Exercise prompt: No pictures are to be included when the entries below are reproduced exactly.

Data excerpts:
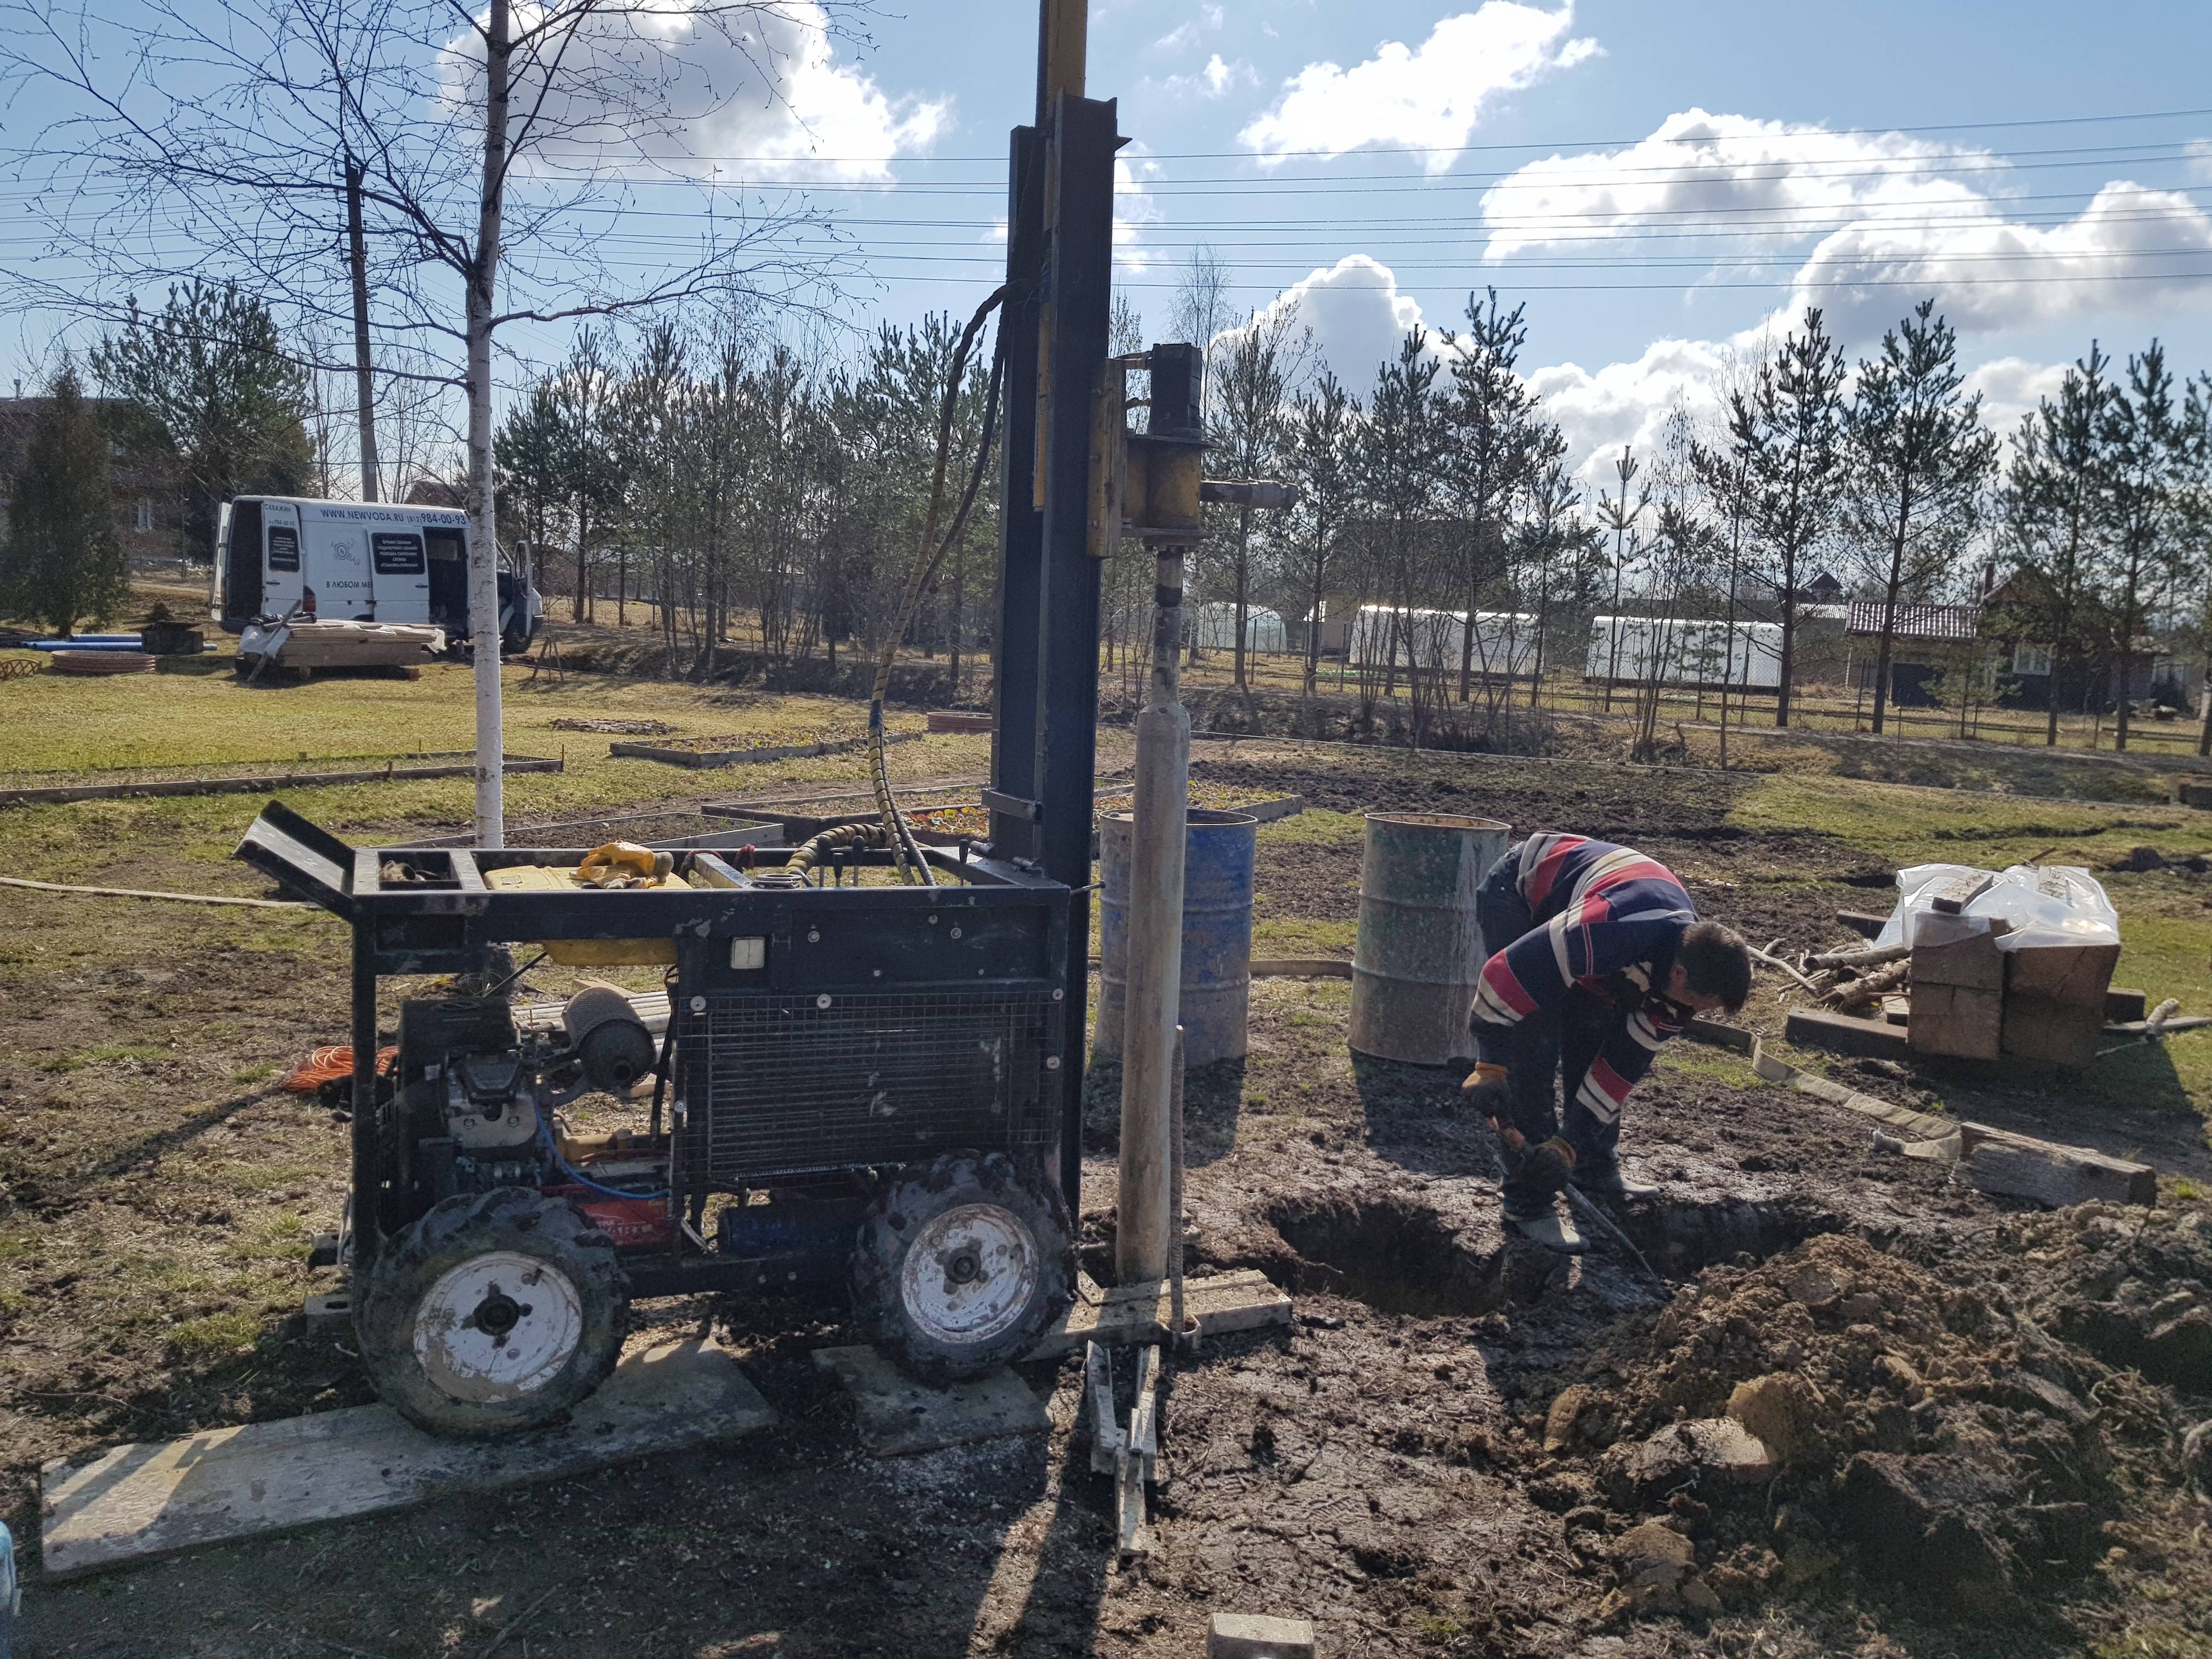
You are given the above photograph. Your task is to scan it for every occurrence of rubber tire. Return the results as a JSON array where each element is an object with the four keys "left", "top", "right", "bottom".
[
  {"left": 851, "top": 1153, "right": 1073, "bottom": 1384},
  {"left": 357, "top": 1187, "right": 628, "bottom": 1438}
]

Expected output:
You are given the above photograph. Your task is to scan it for every occurrence of rubber tire. Return the results as a JSON array where each element is an object with the four keys "left", "top", "right", "bottom".
[
  {"left": 851, "top": 1153, "right": 1073, "bottom": 1384},
  {"left": 357, "top": 1187, "right": 628, "bottom": 1438}
]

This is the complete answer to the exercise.